- [TASK STATEMENT]
In the interview excerpt, which book did the writer reread while writing Petropolis?

- [TEXT PROVIDED]
= = =

After the Festival, Soviet colleges began to admit foreign students, and mixed-raced Russians continued being born. When I was a newborn, a woman in my mom’s recovery room was giving up her black baby — not to be adopted by a “nice middle class couple,” to be sure, but to a Soviet orphanage.
 

In a popular sense, Russian writing to Americans essentially means Tolstoy, Dostoyevsky, and Nabokov, with maybe a dash of Solzhenitsyn and Anna Akhmatova thrown in. But now… You were recently named by Ken Kalfus for the National Book Foundation as one of “5 under 35” writers whose work are “particularly promising and exciting.” Similarly, I just read that another Russian woman writing in English, Olga Grushin, was recently chosen by Granta as one of the “21 Best American Fiction Writers Under 35,” for her first novel, The Dream Life of Sukhanov. And still another Russian writing in English, Ellen Litman, just released a remarkable debut “novel in stories,” The Last Chicken in America. I could also mention Lara Vapynar and Gary Steyngart here. Why do you think, if at all, that Americans are attracted to this new generation of Russian-American writing? Do you feel part like part of a movement or trend? Or are Russians just the new black?

Gosh, I hope Americans are attracted to us as a group. It would be so nice to be a part of a trend. To have mad throngs storming bookstores, dying to get their hands on the latest Russian American novel! As I see it, this is a country of immigrants, and there is a multitude of books written by immigrants in America — so some of these immigrant writers happen to be Russian. The reason all of us Russians appeared at more or less the same time has more to do with Russian politics than with literary trends. During the Soviet times, before Gorbachev came to power in Russia in 1986, it was fairly difficult to emigrate, and fewer people came to the U.S. Starting in the late 1980s, it became easier to leave, and people began to arrive in droves. I suppose, statistically, more people mean more potential writers. All of the writers you mentioned above, with the exception of Gary, came to the U.S. in the early 1990s. It took us a while to grow up and learn English, and so here we are now.

 
That said, as a Russian-American writing in English, which writers, Russian and/or American, most influence your work?

Thing is, I don’t just get influenced. Rather, I get run over and temporarily obliterated. I read something I like, and end up inadvertently and thoroughly aping it in my own writing. For example, when I was writing Petropolis, I reread Nabokov’s Speak, Memory. Then I had to go and get rid of all this boring faux-Nabokovian writing in my draft. I’m currently being run over by George Saunders.

I’m sure there are also subtle influences. So I’ll just talk about the writers I love to read, starting with the ones I read in Russian. I love Tolstoy. I can’t understand how War and Peace ever got its reputation as a difficult read. I love Chekhov’s short stories. Dostoyevsky and Bulgakov were my rock star heroes when I was growing up. Poets: Brodsky, Mandelstam and Tsvetaeva — these people I can’t even ape. Poetry I think has more in common with music than with novels, and I’m tone-deaf. Tolstoy is more my speed. I must also mention Tolstoy’s Soviet ghost, Vasiliy Grossman (Life and Fate), and Sergei Dovlatov.

Okay, now in English, in no particular order: Gary Shteyngart, George Saunders, Vladimir Nabokov, Alice Munro, Grace Paley, Henry Roth (Call It Sleep), Alison Bechdel (Fun Home), Jonathan Lethem.

= = =

- [DATA SECTION]
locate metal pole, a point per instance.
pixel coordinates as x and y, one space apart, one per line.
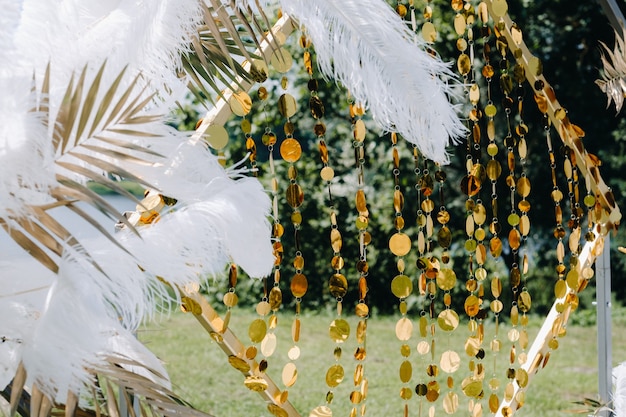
603 308
613 12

= = =

- [ANSWER SPACE]
Nabokov's Speak, Memory.